### Selected excerpt
The benchmark KSE-100 index plunged by 881.33 points or 2.0 percent on week-on-week basis and closed at 43,232.83 points. Trading activities however improved in this week as average daily volumes increased by 20.7 percent to 319.05 million shares as compared to previous week’s average of 264.38 million shares. Average daily traded value increased by 51.7 percent during this week to Rs 15.86 billion.

BRIndex100 decreased by 104.80 points on week-on-week basis to close at 4,398.37 points. Average daily trading volumes stood at 261.379 million shares.

BRIndex30 declined by 1221.68 points during this week to close at 16,979.40 level with average daily turnover of 150.338 million shares.

The foreign investors remained on selling side and withdrew $62.843 million from Pakistan equity market during this week. Total market capitalization declined by Rs 173 billion during this week to Rs 7.414 trillion.

An analyst at AKD Securities said that the feel good factor of the market returned on Monday with KSE-100 gaining 1,216 points amid ease off in global commodity prices. However, market sentiments went downhill very quickly amid higher than expected CPI of 11.5 percent in November 2021, sudden spike in T-bills yields waving concerns of further monetary tightening and stupendous trade deficit of $4.9 billion (up 134 percent on year-on-year basis) in the five months of FY22 caused an excessive selling in the market which shook investor’s confidence.

Apart from macro indicators, political uncertainty, rising electricity rates and ambiguity over talks of resumption of stalled IMF program still linger on. As a result, the benchmark KSE-100 index lost 881 points during the week to close at 43,233 points, down 2.0 percent on week-on-week basis.
######
### Supplied data
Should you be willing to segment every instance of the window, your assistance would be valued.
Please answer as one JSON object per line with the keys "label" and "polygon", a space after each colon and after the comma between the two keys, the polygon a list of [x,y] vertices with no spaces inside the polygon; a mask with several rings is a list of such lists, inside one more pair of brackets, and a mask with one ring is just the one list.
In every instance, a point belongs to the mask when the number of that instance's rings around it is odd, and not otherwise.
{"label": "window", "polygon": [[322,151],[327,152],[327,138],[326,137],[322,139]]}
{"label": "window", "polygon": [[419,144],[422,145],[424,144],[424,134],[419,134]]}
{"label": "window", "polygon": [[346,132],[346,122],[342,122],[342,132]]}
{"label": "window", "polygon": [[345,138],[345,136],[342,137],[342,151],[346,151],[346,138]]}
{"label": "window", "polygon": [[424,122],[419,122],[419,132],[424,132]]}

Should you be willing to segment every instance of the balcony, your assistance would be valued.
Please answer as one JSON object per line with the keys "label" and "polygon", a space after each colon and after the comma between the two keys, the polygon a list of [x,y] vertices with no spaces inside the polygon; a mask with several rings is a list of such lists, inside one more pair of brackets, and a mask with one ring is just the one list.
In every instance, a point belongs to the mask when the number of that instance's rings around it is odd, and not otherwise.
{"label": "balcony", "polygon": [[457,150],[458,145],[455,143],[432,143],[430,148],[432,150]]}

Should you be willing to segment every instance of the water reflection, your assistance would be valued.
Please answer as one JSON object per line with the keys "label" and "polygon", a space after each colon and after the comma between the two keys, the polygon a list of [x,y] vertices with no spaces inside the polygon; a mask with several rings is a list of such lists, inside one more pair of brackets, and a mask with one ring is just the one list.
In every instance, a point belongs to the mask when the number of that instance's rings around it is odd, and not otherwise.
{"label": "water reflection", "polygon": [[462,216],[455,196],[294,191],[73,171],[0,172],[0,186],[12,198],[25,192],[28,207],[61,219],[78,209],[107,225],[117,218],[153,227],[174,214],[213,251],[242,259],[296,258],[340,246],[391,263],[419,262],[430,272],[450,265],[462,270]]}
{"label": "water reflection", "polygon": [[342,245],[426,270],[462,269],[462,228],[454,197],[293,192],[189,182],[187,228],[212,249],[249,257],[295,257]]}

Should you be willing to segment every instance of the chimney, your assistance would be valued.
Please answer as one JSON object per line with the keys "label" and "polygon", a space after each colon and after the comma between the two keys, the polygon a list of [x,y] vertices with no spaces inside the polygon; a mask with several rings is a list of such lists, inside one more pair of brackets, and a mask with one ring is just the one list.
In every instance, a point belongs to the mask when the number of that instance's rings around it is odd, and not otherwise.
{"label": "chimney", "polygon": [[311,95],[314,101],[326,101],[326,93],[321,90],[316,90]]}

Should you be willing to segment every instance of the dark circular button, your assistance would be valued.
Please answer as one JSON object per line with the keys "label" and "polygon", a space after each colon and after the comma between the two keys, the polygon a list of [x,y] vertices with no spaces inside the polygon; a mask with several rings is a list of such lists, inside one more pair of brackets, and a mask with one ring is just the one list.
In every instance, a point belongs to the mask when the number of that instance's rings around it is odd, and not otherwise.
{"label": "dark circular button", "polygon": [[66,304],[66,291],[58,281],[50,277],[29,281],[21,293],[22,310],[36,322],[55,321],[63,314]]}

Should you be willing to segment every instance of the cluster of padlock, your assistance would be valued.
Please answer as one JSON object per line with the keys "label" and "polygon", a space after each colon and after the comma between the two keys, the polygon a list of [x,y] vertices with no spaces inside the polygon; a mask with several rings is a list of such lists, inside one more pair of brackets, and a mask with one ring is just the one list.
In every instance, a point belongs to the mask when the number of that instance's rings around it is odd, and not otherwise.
######
- _What you will do_
1) Do these statements agree with the weekly stock market report? Answer yes or no for each and quote the words from the report that decide it. (a) Average daily traded value rose during the week. (b) Foreign investors were net buyers of Pakistani equities during the week. (c) The KSE-100 index fell on Monday.
2) Proceed with the weekly stock market report, starting after its final sentence.

- _Outputs in order_
1)
(a) Yes: "Average daily traded value increased by 51.7 percent during this week to Rs 15.86 billion."
(b) No: "The foreign investors remained on selling side and withdrew $62.843 million from Pakistan equity market during this week."
(c) No: "the feel good factor of the market returned on Monday with KSE-100 gaining 1,216 points"

2)
Stock wise, major performers were SFL (up 8.1 percent), JDWS (up 7.1 percent), PSO (up 6.2 percent), STJT (up 6.0 percent), FATIMA (up 4.1 percent), while laggards were AGIL (down 16.5 percent), ATRL (down 13.7 percent), UNITY (down 12.1 percent), TRG (down 10.9 percent) and GATI (down 10.4 percent).

An analyst at JS Global Capital said that the market reacted negatively to the news of an alarmingly high import bill at $8.0 billion for November 2021 and a significant increase in the cut-off yields (an increment of 228bps) for three-month treasury bills in the recent auction due to a higher than expected CPI reading of 11.5 percent for November 2021. PKR lost 1.0 percent during the week against the US$.

On the other hand, international commodity prices witnessed a decline after news of the emergence of a new COVID-19 variant, Omicron. During the week, OPEC+ in its meeting decided to enhance output as per initial plan but also kept the door open for cuts if Omicron becomes more virulent.

MSCI related rebalancing also took place this week, taking net foreign outflow to $63 million as Pakistan was reclassified from MSCI EM to MSCI FM. Out of this, net foreign outflow in the Banking sector was $27 million.

The foreign exchange reserves have dropped to a level of $16 billion, declining by $244 million during the week ending November 26, 2021 and brought Pakistan’s import cover to 2.7 months.